>> Begin

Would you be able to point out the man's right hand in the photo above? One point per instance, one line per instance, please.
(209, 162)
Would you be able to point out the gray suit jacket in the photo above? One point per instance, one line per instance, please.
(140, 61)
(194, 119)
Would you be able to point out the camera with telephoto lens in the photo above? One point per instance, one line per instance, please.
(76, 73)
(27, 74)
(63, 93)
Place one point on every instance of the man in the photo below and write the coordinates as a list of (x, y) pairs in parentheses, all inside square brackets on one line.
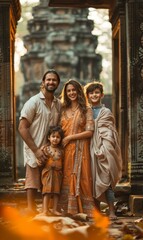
[(38, 113)]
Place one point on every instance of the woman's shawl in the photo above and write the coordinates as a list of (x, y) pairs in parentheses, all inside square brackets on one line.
[(106, 160)]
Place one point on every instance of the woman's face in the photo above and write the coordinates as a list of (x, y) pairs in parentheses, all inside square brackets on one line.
[(71, 92)]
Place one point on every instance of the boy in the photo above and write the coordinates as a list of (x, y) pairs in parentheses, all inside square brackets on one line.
[(106, 160)]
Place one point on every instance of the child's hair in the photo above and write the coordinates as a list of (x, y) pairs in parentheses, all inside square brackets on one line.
[(90, 87), (53, 129)]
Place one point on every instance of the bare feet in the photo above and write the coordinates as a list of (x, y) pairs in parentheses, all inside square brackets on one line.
[(56, 213), (112, 216), (46, 213)]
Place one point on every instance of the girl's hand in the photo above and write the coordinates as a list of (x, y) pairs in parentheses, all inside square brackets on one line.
[(66, 140), (40, 157)]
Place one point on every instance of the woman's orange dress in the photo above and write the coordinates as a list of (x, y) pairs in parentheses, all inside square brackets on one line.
[(76, 192)]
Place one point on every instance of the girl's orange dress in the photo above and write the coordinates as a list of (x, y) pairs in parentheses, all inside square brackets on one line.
[(76, 192), (52, 175)]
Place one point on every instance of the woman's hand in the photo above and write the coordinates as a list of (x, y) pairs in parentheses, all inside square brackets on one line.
[(66, 140)]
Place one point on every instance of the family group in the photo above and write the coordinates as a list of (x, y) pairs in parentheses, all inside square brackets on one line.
[(71, 148)]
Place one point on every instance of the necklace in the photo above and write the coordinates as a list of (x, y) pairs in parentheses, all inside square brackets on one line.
[(74, 109)]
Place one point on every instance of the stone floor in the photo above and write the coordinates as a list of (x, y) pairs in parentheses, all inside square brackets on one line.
[(14, 225)]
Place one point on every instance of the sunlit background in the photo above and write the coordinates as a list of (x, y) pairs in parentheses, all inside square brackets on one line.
[(102, 29)]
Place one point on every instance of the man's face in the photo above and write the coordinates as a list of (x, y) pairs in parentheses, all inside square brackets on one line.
[(51, 82)]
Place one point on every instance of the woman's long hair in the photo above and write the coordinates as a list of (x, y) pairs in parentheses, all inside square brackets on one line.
[(80, 95)]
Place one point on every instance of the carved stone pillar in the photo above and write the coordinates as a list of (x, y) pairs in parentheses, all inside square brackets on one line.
[(9, 15), (119, 100), (135, 92)]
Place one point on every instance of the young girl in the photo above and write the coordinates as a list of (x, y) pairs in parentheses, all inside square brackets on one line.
[(52, 172), (106, 161)]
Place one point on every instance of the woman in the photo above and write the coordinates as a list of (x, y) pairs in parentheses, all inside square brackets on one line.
[(77, 124)]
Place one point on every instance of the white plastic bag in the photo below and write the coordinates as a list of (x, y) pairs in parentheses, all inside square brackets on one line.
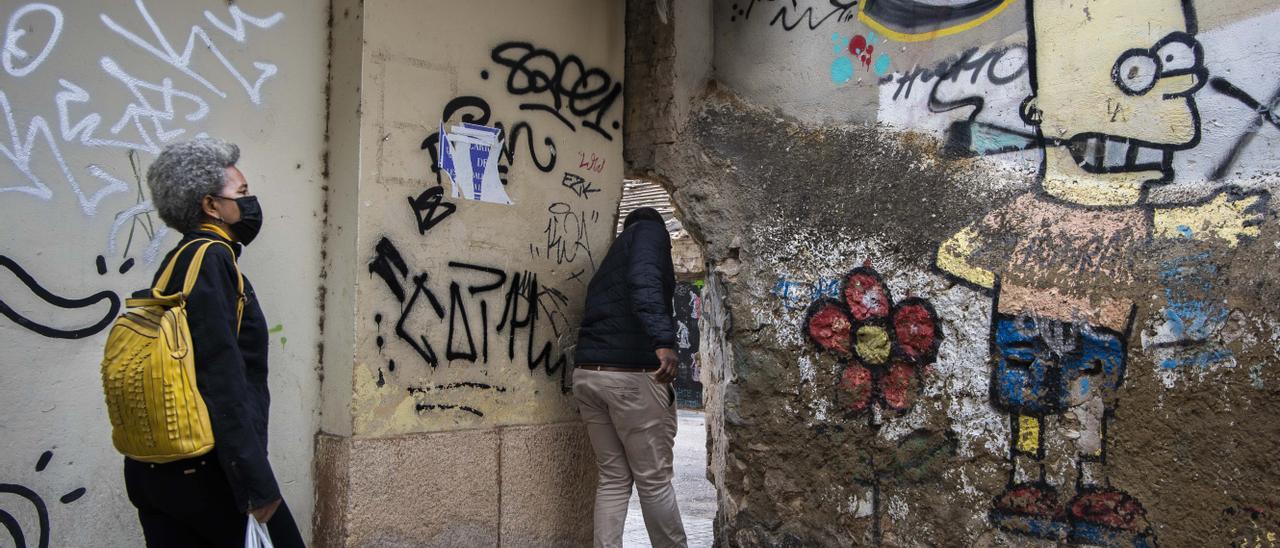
[(256, 534)]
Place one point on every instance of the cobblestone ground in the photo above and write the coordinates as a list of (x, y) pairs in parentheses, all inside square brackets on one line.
[(695, 494)]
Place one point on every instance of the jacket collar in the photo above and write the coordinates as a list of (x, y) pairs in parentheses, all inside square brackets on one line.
[(213, 232)]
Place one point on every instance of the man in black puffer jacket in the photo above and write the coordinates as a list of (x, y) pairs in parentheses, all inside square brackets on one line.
[(626, 361)]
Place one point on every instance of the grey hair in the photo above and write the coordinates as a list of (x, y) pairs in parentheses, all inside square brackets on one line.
[(183, 174)]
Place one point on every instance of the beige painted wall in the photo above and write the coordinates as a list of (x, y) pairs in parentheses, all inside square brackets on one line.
[(528, 261), (78, 95)]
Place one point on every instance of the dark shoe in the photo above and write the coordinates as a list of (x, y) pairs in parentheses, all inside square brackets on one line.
[(1031, 510), (1109, 517)]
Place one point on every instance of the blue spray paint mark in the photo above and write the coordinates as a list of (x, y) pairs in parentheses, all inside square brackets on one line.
[(882, 64)]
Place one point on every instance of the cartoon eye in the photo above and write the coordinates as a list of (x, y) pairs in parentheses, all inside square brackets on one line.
[(1178, 55), (1136, 72)]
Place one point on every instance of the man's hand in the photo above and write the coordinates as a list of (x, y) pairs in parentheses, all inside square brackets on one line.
[(264, 514), (667, 370)]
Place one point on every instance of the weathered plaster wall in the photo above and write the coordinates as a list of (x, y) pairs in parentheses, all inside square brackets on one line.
[(945, 314), (452, 421), (90, 92), (507, 278)]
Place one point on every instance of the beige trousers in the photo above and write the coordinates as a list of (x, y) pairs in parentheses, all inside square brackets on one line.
[(631, 421)]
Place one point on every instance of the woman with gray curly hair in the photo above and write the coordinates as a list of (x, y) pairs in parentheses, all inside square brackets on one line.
[(200, 192)]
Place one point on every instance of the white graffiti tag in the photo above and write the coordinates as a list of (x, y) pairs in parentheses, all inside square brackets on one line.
[(165, 51), (14, 32)]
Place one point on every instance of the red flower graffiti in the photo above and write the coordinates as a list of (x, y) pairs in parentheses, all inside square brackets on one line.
[(883, 346)]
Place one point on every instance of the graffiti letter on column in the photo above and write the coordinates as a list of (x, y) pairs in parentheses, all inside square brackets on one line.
[(62, 302), (389, 265), (501, 278), (524, 288), (581, 187), (432, 144), (14, 32), (425, 206), (589, 94)]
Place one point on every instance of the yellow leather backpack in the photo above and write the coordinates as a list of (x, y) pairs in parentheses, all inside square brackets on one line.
[(149, 371)]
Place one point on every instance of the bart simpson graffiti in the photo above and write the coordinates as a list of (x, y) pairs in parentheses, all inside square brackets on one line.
[(1111, 103)]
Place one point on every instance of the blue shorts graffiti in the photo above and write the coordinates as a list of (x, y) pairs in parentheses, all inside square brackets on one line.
[(1043, 366)]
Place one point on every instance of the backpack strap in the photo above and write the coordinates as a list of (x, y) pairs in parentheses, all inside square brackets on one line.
[(193, 272)]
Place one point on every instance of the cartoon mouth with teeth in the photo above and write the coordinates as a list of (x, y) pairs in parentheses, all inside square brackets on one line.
[(1107, 135), (1170, 71)]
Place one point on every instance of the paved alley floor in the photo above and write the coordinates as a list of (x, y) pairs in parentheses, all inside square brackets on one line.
[(695, 494)]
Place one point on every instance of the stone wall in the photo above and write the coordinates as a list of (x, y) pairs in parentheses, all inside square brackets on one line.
[(987, 273)]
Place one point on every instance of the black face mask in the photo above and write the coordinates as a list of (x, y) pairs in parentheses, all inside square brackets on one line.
[(251, 219)]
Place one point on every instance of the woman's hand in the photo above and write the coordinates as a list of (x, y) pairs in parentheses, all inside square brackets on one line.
[(264, 514)]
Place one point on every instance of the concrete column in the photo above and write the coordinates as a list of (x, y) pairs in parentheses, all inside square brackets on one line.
[(447, 418)]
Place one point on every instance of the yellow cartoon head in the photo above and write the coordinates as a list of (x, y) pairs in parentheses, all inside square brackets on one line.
[(1112, 83)]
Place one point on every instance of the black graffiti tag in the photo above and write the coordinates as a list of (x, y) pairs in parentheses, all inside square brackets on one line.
[(525, 302), (62, 302), (557, 85), (476, 110), (430, 209)]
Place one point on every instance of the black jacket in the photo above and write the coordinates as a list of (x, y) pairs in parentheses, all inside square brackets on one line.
[(629, 301), (231, 370)]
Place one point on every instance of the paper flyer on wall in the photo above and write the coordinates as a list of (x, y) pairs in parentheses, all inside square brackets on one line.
[(469, 155)]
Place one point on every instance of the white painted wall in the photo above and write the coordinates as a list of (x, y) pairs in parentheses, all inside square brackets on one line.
[(82, 87)]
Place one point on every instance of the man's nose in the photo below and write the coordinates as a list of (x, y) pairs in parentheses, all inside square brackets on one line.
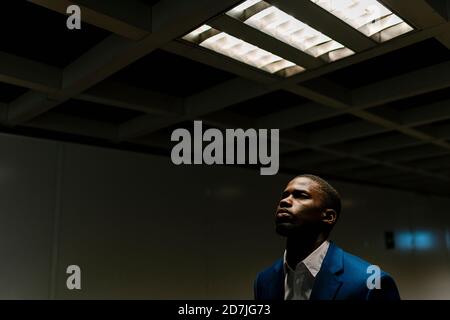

>> End

Exercise goal: Format everything from the line containing "Place one point on every instance of the woman's long" down to the line containing "[(528, 261), (78, 95)]" as a two-column CSV with the headers label_text and points. Give one row per labeling line with its coordinates, put each value in a single quoted field with line breaks replaced by spaces, and leave the pictures out.

Task solution:
label_text,points
"Place one point on every instance of the woman's long hair in the photo above and write the coordinates as a list of (x, y) pairs in parentheses, all inside square brackets on one line.","[(80, 95)]"
"Place one point on every instance of the carved stone pillar in the photo above and write the coordinates as a list of (x, y) pairs in parentheses, all inside square brackets on one line.","[(9, 15), (119, 100), (135, 92)]"
"Place one point on every instance of the young girl in the photo above and write the coordinates as a list of (x, y) pairs in parentheses, all inside square brackets on one line.","[(52, 172), (106, 161)]"
"Place one point on every instance of the woman in the photo above and write the coordinates as a list of (x, y) pairs in parentheses, all inside square brackets on one line.","[(77, 124)]"
"Place one point on every instance of the white plastic bag in the photo below and write the coordinates as a list of (x, y) pairs in parentheses, all inside square brackets on one line.","[(256, 534)]"
"Place one point on every instance of the cobblestone ground in the photo above and write the coordinates as a list of (x, y) pairs in parentheses, all inside square brackets on one line.","[(695, 494)]"
"Place one point on every instance of the jacket collar in the photo above and write the coordinates as a list of (x, y) pairs in parentheses, all inside square brackets on one line.","[(213, 232)]"
"Place one point on every instance of the man in black puffer jacket in the photo above and write the coordinates as a list of (x, y) pairs in parentheses, all inside square brackets on one line.","[(626, 361)]"
"Place one point on every instance of the grey hair in the photo above and write the coordinates as a list of (x, y) pairs in parentheses, all inside square brackets on one line.","[(183, 174)]"
"Place one point on every instance of the beige painted wall in the photo above and write the coordinates as a list of (x, y) pairs in parentheses, all inside square brackets on one line.","[(528, 261), (78, 95)]"